* Given exercise
Reproduce the records below word for word, leaving out the pictures.
----------
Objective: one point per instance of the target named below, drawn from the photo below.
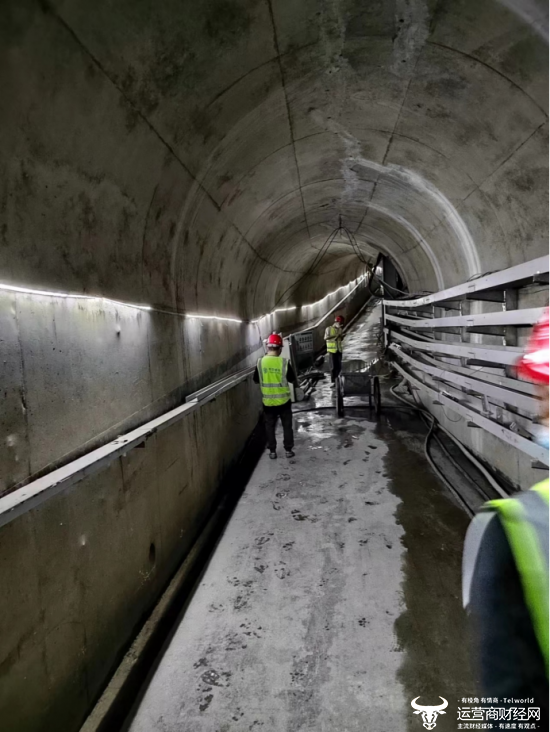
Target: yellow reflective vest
(273, 380)
(333, 338)
(524, 518)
----------
* Answer to this task
Objective: one point per instance of the target named below, drawn from the photo below.
Target: yellow reflective vest
(273, 380)
(333, 338)
(524, 518)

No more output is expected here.